▶ [Work item]: With the line containing "of the hill" as the starting point, output every line of the data below through its final line, character for character.

Records shown section start

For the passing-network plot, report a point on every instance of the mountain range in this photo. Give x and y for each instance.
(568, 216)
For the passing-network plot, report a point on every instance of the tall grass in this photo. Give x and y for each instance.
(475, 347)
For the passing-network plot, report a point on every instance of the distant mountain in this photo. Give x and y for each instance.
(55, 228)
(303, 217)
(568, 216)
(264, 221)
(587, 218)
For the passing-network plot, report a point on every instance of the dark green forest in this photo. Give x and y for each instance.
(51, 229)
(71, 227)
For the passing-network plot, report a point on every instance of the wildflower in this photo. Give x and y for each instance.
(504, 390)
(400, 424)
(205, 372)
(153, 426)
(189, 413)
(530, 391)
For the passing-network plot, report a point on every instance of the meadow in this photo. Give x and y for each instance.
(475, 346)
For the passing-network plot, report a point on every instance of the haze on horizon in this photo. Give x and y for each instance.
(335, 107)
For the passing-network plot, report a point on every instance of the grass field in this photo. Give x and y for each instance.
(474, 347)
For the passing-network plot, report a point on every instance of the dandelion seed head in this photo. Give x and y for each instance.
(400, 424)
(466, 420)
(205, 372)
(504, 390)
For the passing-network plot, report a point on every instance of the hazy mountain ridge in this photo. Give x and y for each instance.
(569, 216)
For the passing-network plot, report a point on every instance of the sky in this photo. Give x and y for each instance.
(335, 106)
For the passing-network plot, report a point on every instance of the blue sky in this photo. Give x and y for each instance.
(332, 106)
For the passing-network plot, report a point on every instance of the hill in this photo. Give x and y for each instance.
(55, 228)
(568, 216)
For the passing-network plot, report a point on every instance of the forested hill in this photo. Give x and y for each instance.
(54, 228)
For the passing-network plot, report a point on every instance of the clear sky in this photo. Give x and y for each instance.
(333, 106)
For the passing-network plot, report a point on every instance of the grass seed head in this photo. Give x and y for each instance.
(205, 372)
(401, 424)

Records shown section end

▶ [Result of this exercise]:
For the passing-network plot, report a point on every instance of the hill in this photo. Give x and y for each instance.
(55, 228)
(568, 216)
For the passing-network plot, report a point on every instance of the forested hill in this photo. Give x and y for each instance.
(54, 228)
For the passing-network plot, report a point on every instance of the clear sky in this photo. Give x and y for each instance.
(333, 106)
For the passing-network plot, report a point on every instance of the grass seed head in this photo. Give x and y for each instance.
(205, 372)
(401, 424)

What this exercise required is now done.